▶ Material for this task:
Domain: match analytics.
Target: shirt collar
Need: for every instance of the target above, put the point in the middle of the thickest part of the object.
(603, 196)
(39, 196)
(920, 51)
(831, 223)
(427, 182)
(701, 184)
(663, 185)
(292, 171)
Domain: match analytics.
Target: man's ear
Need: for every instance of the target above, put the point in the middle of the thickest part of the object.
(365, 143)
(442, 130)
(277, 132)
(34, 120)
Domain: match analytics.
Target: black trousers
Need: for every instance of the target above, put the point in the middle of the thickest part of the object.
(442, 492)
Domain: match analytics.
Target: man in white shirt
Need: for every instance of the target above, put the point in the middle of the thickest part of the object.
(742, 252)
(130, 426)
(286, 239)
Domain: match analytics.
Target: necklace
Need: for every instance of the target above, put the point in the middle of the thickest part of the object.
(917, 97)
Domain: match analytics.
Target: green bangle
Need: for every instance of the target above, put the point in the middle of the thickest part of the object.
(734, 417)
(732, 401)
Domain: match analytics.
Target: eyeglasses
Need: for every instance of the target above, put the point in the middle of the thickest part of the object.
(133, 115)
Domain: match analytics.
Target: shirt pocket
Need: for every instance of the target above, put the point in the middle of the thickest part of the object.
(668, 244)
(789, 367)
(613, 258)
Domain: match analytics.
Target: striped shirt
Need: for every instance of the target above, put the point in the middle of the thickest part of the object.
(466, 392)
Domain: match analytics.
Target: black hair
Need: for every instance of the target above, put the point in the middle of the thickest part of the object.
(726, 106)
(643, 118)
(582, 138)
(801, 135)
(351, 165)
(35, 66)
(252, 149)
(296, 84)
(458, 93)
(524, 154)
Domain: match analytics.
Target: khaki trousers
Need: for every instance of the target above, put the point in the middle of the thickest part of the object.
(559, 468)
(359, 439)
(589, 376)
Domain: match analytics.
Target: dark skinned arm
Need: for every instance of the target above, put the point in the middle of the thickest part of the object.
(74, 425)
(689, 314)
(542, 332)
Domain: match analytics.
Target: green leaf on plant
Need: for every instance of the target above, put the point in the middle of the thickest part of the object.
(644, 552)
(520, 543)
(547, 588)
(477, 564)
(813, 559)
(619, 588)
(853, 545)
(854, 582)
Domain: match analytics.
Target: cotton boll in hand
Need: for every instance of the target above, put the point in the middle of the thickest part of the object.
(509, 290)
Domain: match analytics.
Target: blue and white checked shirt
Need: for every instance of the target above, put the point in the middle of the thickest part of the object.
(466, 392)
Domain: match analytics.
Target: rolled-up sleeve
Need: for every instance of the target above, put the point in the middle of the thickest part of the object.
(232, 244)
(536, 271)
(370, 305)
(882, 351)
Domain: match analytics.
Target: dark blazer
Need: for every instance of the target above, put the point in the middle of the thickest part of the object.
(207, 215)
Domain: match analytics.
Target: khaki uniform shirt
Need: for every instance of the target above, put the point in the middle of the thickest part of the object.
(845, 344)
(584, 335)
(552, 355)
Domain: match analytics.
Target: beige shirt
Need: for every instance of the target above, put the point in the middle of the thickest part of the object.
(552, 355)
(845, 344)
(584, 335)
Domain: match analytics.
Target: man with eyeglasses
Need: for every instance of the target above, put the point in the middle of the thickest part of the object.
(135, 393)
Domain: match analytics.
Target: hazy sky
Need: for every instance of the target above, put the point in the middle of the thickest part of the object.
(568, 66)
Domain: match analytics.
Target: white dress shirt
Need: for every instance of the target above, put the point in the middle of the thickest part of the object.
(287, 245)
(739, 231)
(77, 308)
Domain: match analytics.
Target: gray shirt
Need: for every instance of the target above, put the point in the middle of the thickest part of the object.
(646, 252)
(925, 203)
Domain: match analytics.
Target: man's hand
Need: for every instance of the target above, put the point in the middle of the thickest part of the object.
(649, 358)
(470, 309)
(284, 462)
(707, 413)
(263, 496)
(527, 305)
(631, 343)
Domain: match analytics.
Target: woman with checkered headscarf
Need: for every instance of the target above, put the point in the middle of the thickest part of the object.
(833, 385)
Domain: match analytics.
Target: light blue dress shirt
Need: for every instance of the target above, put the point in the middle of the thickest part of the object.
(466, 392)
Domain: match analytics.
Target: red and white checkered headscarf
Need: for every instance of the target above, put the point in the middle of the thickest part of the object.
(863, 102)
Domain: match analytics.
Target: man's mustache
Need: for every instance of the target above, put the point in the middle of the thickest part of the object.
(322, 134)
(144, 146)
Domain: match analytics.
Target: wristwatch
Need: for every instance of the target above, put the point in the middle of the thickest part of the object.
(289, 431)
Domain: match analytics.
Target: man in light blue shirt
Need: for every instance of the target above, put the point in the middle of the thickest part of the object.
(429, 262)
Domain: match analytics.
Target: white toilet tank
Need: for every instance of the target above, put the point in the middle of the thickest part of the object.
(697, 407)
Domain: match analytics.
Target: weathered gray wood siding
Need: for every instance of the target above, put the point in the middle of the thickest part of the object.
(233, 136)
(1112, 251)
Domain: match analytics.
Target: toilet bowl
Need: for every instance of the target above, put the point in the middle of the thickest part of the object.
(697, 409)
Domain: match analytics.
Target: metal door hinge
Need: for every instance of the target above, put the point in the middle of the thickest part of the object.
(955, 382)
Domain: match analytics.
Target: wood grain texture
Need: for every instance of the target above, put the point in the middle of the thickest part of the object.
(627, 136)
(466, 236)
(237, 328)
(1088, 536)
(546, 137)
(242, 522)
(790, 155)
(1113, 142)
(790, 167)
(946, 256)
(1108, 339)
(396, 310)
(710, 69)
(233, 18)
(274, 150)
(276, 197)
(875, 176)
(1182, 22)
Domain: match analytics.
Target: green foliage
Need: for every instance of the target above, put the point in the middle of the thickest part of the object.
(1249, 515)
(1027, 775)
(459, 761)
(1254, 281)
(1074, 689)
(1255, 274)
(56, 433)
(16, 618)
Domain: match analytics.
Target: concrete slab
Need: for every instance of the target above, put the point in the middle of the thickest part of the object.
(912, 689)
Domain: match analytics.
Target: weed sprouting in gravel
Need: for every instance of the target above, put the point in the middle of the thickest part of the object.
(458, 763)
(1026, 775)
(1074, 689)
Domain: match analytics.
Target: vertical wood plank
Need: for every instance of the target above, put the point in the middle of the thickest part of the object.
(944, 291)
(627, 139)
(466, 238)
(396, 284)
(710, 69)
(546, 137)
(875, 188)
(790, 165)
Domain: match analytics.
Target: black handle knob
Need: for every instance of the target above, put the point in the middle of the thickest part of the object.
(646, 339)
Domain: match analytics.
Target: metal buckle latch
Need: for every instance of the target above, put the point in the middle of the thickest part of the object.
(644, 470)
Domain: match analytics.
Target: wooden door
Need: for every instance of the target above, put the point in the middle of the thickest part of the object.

▶ The exercise: Send back every record, precisely as written.

▶ Task response:
Domain: match analytics.
Target: shirt collar
Need: for every instance of the target above, put the point in the middle of the thickest part of the object.
(603, 196)
(39, 196)
(920, 51)
(831, 223)
(427, 182)
(701, 184)
(663, 185)
(292, 171)
Domain: match analytics.
Target: man's ear
Need: for every instance of the target above, put the point in the middle of the thickest part of the object.
(365, 143)
(442, 130)
(277, 132)
(34, 120)
Domain: match analytics.
Target: black trousers
Need: for every instance of the target above, put the point in the middle of the thickest part of the object.
(442, 492)
Domain: match analytics.
Target: man in white shirt
Need: for every instance of the target above, put the point in the middle of the thickest part of the object.
(742, 252)
(130, 426)
(286, 239)
Domain: match analytics.
Target: necklace
Need: for every instance of the target above, put the point in the middle of the thickest part of the object.
(917, 97)
Domain: match analytics.
Target: green bangle
Need: for every instance of the target above, put the point in the middle of the thickest part of the object.
(734, 417)
(732, 401)
Domain: match analytics.
Target: eyeglasses
Need: for every instance of the target above, put the point in the middle of the thickest part of the object.
(133, 115)
Domain: match analytics.
Target: shirt pocket
Need: for every instance of the target above, put the point in the middle of the thickest part of the object.
(668, 244)
(789, 367)
(613, 258)
Domain: match analytics.
Target: striped shirt
Need: for every instance of the target above, put the point in the middle of the thickest part of the object.
(466, 392)
Domain: match analytics.
Target: black hair
Need: for every instance of the target above, put the point in the middle of the thickest part of the object.
(726, 106)
(643, 118)
(582, 138)
(801, 135)
(351, 165)
(35, 66)
(252, 149)
(296, 84)
(458, 93)
(524, 154)
Domain: match analytics.
Target: khaki trousers
Need: for every instance of the target above, put the point in the middle of the thickest part of the object.
(559, 468)
(359, 439)
(589, 376)
Domain: match analytics.
Target: dark skinned arm
Need: for every instance of the target above, put the point in the middle of the thickest part of the object.
(74, 425)
(689, 314)
(542, 332)
Domain: match analytics.
Target: green leaf on plant
Need: for every instance of the target above, put the point in the middle of the thickest part of the object.
(644, 552)
(520, 543)
(547, 588)
(477, 564)
(813, 559)
(619, 588)
(853, 545)
(854, 582)
Domain: match analytics.
Target: cotton boll in hand
Need: for every instance of the target above, put the point in the middle of the thickest part of the object.
(509, 290)
Domain: match analytics.
Target: blue and white checked shirt
Need: for every instance of the target above, put the point in the middle of the thickest part of the object.
(466, 392)
Domain: match analytics.
Target: rolled-up sleeve
Need: for every instance of the target above, put the point in the middle of the thickest part of the object.
(232, 244)
(536, 271)
(370, 305)
(882, 351)
Domain: match analytics.
Target: dark blazer
Need: for every instance of the target above, put the point in the middle of the thickest part of the object.
(207, 215)
Domain: match analytics.
Target: khaki uniform shirt
Need: for every instance of the target above, put the point in the middle of the thickest part of the object.
(845, 344)
(584, 335)
(552, 355)
Domain: match analytics.
Target: beige shirt
Need: for every instance of the target above, put the point in the middle of the thickest part of the object.
(552, 355)
(845, 344)
(584, 335)
Domain: match analytics.
Target: man with eyeglasses
Need: for every instance of the target above, put the point in the middle of the thickest part of the object.
(135, 393)
Domain: match analytics.
Target: hazy sky
Need: for every instance of the target above, put the point in the middle of the thickest part of the object.
(568, 66)
Domain: match analytics.
Target: white dress shirt
Need: for every instance of the target above, put the point in the middle of the thickest part of the object.
(287, 245)
(739, 231)
(77, 308)
Domain: match analytics.
Target: gray shirt
Need: for every instance of the target above, put the point in the middle of the thickest part of the object.
(646, 252)
(925, 203)
Domain: match analytics.
Target: man's hand
Need: for every instance of the target above, put the point in the middle of the thickest part of the object.
(649, 358)
(470, 309)
(284, 462)
(707, 413)
(263, 496)
(527, 305)
(631, 343)
Domain: match analytics.
Target: woman with checkered headscarf
Need: for every instance of the target above, put the point in the middle of the thickest part of the object.
(833, 385)
Domain: match analytics.
Target: light blue dress shirt
Need: for every instance of the target above, put the point in the middle of the thickest part of the object.
(466, 392)
Domain: match analytics.
Target: red and white checkered headscarf
Need: for every instance of the target above, put the point in the middle of the thickest part of the object.
(863, 102)
Domain: match analytics.
Target: man's mustache
Need: for every instance of the target above, put the point in the middle of the thickest part of the object.
(322, 134)
(144, 146)
Domain: match analytics.
Target: wristwatch
Need: for every instance of the target above, put the point in the middle of the thickest part of the object.
(289, 431)
Domain: match analytics.
Target: man in light blue shirt
Need: for every instance of the target above, put the point in the middle of the thickest part of the object.
(429, 262)
Domain: match analytics.
Target: white toilet tank
Need: for every instance of the target above, put the point in the middle of the thickest part of the object.
(697, 407)
Domain: match analytics.
Target: weathered gray wood siding
Need: for every instance of the target above, put the point in the middle of the thickest part of the object.
(233, 136)
(1112, 251)
Domain: match analytics.
Target: toilet bowl
Need: for every instance of the target above, put the point in the middle of the thickest part of the object.
(697, 409)
Domain: match analytics.
Target: metal door hinge
Need: for every instance of the target above, put the point in the middle of the thickest part of the object.
(955, 382)
Domain: match analytics.
Target: wood grain texture
Need: for every instance of the target above, put the point in the middle of the thickest part of the object.
(627, 136)
(466, 236)
(237, 328)
(1088, 536)
(546, 137)
(242, 522)
(790, 155)
(1113, 142)
(790, 167)
(946, 256)
(1108, 339)
(396, 310)
(710, 69)
(233, 18)
(274, 150)
(276, 197)
(875, 176)
(1182, 22)
Domain: match analytics.
Target: green foliage
Need: for every instance of the target above, put the point in the middle of the thickest part of the object.
(1249, 515)
(1027, 775)
(459, 761)
(1254, 281)
(1074, 689)
(1255, 274)
(56, 433)
(16, 618)
Domain: match analytics.
Target: concrete slab
Need: for every instance of the target above, put the point in the middle of the thickest part of the object.
(912, 689)
Domain: match analytics.
Target: weed sprouting in gravel
Need: for every instance of the target above, put the point in the middle of the thickest part of the object.
(458, 763)
(1026, 775)
(1074, 689)
Domain: match analytics.
Target: vertical wood plank
Need: for every instance of the target above, put the point in the middle of the thickest part of the object.
(944, 291)
(627, 139)
(466, 238)
(396, 284)
(710, 69)
(546, 137)
(875, 188)
(790, 165)
Domain: match analytics.
Target: black handle knob
Need: for every instance of the target above, put the point in the middle of the thickest part of the object.
(646, 339)
Domain: match analytics.
Target: metal buckle latch
Need: for every instance of the target above, put the point in the middle of the thickest part of the object.
(644, 470)
Domain: match analytics.
Target: wooden door
Need: for every instance of the target above, put the point in the middle of the thickest part of the object.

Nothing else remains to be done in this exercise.